Set exercise. From the line containing "on the brick" down to the last line of the material, return those lines verbatim and only those.

Extracted data.
• • • •
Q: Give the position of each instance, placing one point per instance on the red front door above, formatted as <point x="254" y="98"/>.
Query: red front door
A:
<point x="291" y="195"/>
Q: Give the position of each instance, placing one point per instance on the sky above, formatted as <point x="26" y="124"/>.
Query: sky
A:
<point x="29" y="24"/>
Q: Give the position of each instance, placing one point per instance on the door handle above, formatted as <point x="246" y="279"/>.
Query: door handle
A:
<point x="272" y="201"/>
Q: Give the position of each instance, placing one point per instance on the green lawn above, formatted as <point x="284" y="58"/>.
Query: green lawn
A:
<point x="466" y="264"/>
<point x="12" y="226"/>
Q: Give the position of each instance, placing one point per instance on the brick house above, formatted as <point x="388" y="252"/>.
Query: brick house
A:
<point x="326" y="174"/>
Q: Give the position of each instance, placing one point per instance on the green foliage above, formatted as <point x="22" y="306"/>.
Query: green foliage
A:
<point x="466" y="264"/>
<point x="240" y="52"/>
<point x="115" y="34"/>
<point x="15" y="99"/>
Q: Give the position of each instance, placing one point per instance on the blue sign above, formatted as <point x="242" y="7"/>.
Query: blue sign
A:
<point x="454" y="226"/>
• • • •
Completed exercise.
Q: Give the position of each instance, placing one point per instance on the brick house above, formatted as <point x="388" y="252"/>.
Query: brick house
A:
<point x="326" y="174"/>
Q: Give the position of each instance, placing one point per instance on the green foliage above, formatted as <point x="22" y="306"/>.
Query: green foliage
A:
<point x="466" y="264"/>
<point x="240" y="52"/>
<point x="115" y="34"/>
<point x="15" y="99"/>
Q: Give the position of each instance, placing one point per instance on the blue sign above, formatted as <point x="242" y="7"/>.
Query: blue sign
A:
<point x="454" y="226"/>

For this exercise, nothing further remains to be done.